Object outline annotations
— Start —

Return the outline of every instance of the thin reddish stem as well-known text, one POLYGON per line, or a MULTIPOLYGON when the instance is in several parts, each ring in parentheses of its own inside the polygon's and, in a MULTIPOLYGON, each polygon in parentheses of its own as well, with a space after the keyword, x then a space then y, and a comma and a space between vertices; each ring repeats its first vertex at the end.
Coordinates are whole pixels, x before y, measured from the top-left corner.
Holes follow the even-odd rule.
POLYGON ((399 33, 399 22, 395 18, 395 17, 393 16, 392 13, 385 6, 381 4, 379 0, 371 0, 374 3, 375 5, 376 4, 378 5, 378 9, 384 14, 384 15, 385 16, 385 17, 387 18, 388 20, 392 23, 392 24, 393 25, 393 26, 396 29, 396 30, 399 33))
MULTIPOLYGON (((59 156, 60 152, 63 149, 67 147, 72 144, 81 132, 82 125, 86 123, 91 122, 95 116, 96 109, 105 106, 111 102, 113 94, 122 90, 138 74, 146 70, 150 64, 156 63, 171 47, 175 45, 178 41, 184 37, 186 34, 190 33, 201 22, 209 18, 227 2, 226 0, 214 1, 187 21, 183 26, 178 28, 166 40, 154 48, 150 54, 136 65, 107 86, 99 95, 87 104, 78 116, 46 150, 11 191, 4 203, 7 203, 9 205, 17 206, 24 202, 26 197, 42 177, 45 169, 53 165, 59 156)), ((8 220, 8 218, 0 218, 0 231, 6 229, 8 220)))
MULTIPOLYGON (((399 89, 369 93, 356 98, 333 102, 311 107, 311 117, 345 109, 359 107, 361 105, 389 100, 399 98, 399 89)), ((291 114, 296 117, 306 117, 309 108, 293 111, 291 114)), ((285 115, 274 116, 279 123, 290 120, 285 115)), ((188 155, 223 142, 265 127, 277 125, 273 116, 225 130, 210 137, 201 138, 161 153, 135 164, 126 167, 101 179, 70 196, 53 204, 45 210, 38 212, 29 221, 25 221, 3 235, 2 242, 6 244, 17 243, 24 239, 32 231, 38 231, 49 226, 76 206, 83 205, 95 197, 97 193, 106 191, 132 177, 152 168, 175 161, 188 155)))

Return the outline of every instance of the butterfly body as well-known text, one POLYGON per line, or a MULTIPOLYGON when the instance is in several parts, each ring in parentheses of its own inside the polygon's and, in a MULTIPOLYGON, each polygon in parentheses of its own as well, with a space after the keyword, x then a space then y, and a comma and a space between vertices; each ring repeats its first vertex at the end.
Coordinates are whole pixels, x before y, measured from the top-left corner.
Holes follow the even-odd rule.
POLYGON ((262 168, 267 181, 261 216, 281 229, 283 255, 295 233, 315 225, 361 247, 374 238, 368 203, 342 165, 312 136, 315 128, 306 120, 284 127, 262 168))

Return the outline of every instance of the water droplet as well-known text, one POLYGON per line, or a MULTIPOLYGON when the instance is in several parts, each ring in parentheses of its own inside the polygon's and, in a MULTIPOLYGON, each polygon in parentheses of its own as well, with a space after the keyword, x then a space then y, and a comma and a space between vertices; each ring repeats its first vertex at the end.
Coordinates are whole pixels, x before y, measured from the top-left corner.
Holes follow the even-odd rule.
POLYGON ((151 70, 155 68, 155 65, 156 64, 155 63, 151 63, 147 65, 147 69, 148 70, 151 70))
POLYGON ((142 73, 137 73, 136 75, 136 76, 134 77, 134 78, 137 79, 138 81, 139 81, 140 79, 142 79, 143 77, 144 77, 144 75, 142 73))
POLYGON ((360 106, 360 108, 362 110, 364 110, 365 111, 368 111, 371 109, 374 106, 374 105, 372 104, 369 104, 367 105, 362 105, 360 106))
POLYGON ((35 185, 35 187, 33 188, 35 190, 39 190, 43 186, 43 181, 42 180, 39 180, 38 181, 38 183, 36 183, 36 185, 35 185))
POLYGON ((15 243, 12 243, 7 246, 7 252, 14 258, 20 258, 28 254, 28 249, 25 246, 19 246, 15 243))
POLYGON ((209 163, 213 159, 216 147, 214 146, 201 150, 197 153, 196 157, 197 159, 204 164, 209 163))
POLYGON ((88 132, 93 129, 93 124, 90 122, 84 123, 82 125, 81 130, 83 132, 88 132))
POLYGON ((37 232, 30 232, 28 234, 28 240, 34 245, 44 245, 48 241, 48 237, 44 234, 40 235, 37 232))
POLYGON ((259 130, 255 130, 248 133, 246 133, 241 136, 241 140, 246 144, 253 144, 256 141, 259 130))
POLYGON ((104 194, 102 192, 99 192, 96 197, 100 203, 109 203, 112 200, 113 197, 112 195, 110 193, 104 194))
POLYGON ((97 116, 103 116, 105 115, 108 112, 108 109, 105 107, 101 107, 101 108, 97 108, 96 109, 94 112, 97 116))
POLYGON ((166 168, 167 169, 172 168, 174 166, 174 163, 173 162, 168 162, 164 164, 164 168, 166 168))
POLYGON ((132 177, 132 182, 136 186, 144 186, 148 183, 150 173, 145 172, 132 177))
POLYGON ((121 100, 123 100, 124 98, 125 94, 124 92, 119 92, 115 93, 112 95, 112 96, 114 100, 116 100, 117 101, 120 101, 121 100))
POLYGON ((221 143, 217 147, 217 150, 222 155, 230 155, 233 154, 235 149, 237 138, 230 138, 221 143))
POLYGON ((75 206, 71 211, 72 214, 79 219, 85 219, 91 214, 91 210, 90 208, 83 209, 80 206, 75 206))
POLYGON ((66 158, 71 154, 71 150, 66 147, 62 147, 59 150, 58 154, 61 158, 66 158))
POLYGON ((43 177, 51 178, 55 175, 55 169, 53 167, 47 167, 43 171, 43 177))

— End —

→ **WHAT IS REQUIRED**
Express all of the records above as a two-column CSV with the headers record_text and answer, one row per record. Put each record's text and its complete answer in single quoted fields, with line breaks replaced by spaces.

→ **EXERCISE ANSWER**
record_text,answer
"Return the outline of every instance of the thin reddish stem as well-known text, one POLYGON per line, or a MULTIPOLYGON when the instance is in several parts, each ring in parentheses of its own inside the polygon's and, in a MULTIPOLYGON, each polygon in parentheses of its own as well, with a space after the keyword, x then a space then y, and a comma and a space between vertices; each ring repeats its first vertex at the end. Coordinates are whole pixels, x before y, measured from the top-left corner. Holes follow the even-odd rule.","POLYGON ((399 33, 399 22, 395 18, 395 17, 393 16, 392 13, 385 6, 381 4, 379 0, 371 0, 374 3, 375 5, 376 4, 378 5, 378 9, 384 14, 384 15, 385 16, 385 17, 387 18, 388 20, 392 23, 392 24, 393 25, 393 26, 396 29, 396 30, 399 33)) MULTIPOLYGON (((59 156, 60 152, 63 149, 67 147, 72 144, 81 132, 82 125, 86 123, 91 122, 95 116, 96 109, 105 106, 111 102, 113 94, 122 90, 138 74, 146 70, 150 64, 156 63, 171 47, 175 45, 178 41, 184 37, 186 34, 190 33, 201 22, 209 18, 227 2, 226 0, 214 1, 187 21, 183 26, 178 28, 166 40, 154 48, 150 54, 136 65, 107 86, 99 95, 87 104, 78 116, 46 150, 11 191, 4 203, 7 203, 9 205, 17 206, 24 202, 26 197, 42 177, 45 169, 53 165, 59 156)), ((8 220, 8 218, 0 218, 0 231, 6 229, 8 220))) MULTIPOLYGON (((399 89, 369 93, 356 98, 333 102, 311 107, 311 117, 345 109, 359 107, 361 105, 389 100, 399 98, 399 89)), ((291 114, 296 117, 306 117, 309 108, 293 111, 291 114)), ((285 115, 274 116, 279 123, 290 120, 285 115)), ((188 155, 223 142, 265 127, 277 125, 273 116, 225 130, 210 137, 201 138, 161 153, 135 164, 126 167, 101 179, 70 196, 53 204, 45 210, 38 212, 29 221, 25 221, 3 235, 2 242, 6 244, 17 243, 24 239, 32 231, 38 231, 49 226, 76 206, 83 205, 95 197, 97 193, 106 191, 132 177, 152 168, 175 161, 188 155)))"
"Return the outline of every instance of the butterfly body as well-known text, one POLYGON per line, or a MULTIPOLYGON when the instance is in several parts, each ring in parentheses of its own inside the polygon's and, in a MULTIPOLYGON, each polygon in parentheses of its own as well, with a space after the keyword, x then a space then y, and a comma and a space between vertices; each ring repeats its first vertex at the end. Coordinates are whole pixels, x before y, measured from the top-left corner. Holes follow the even-odd rule.","POLYGON ((262 168, 267 181, 261 216, 281 229, 283 255, 295 233, 315 225, 361 247, 374 238, 368 203, 342 165, 312 136, 315 128, 306 120, 284 127, 262 168))"
"Return the outline of every instance of the water droplet as well-known text, one POLYGON per line, or a MULTIPOLYGON when the instance is in several parts, each ring in parentheses of its own inside the polygon's and, in a MULTIPOLYGON, each polygon in parentheses of its own as well, with a space after the keyword, x then a space then y, and a comma and a space between vertices; each ring repeats its first vertex at the end. Coordinates are whole pixels, x before y, measured from the top-left corner. Holes follow the even-odd rule.","POLYGON ((151 70, 155 68, 155 65, 156 64, 155 63, 151 63, 147 65, 147 69, 148 70, 151 70)) POLYGON ((142 73, 137 73, 136 75, 136 76, 134 77, 134 78, 137 79, 138 81, 139 81, 140 79, 142 79, 143 77, 144 77, 144 75, 142 73)) POLYGON ((360 106, 360 108, 362 110, 364 110, 365 111, 368 111, 371 109, 374 106, 374 105, 372 104, 369 104, 367 105, 362 105, 360 106)) POLYGON ((35 185, 35 187, 33 188, 35 190, 39 190, 43 186, 43 181, 42 180, 39 180, 38 181, 38 183, 36 183, 36 185, 35 185)) POLYGON ((15 243, 12 243, 7 246, 7 252, 14 258, 20 258, 28 254, 28 249, 25 246, 19 246, 15 243)) POLYGON ((209 163, 213 159, 216 147, 214 146, 201 150, 197 153, 196 157, 197 159, 204 164, 209 163)) POLYGON ((88 132, 93 129, 93 124, 90 122, 84 123, 82 125, 81 130, 83 132, 88 132)) POLYGON ((37 232, 30 232, 28 234, 28 240, 34 245, 44 245, 48 241, 48 237, 44 234, 40 235, 37 232)) POLYGON ((259 130, 255 130, 248 133, 246 133, 241 136, 241 140, 246 144, 253 144, 256 141, 259 130)) POLYGON ((104 194, 102 192, 99 192, 96 197, 100 203, 109 203, 112 200, 113 197, 112 195, 110 193, 104 194)) POLYGON ((97 116, 103 116, 105 115, 108 112, 108 109, 105 107, 101 107, 101 108, 97 108, 96 109, 94 112, 97 116)) POLYGON ((166 168, 167 169, 172 168, 174 166, 174 163, 173 162, 168 162, 164 164, 164 168, 166 168)) POLYGON ((132 177, 132 182, 136 186, 144 186, 148 183, 150 173, 145 172, 132 177)) POLYGON ((121 100, 123 100, 124 98, 125 94, 124 92, 119 92, 115 93, 112 95, 112 96, 114 100, 116 100, 117 101, 120 101, 121 100)) POLYGON ((221 143, 217 147, 217 150, 222 155, 230 155, 233 154, 235 149, 237 138, 230 138, 221 143)) POLYGON ((75 206, 71 211, 72 214, 79 219, 85 219, 91 214, 91 210, 90 208, 83 209, 80 206, 75 206)) POLYGON ((66 158, 71 154, 71 150, 66 147, 62 147, 59 150, 58 154, 61 158, 66 158)) POLYGON ((43 177, 51 178, 55 175, 55 169, 53 167, 47 167, 43 171, 43 177))"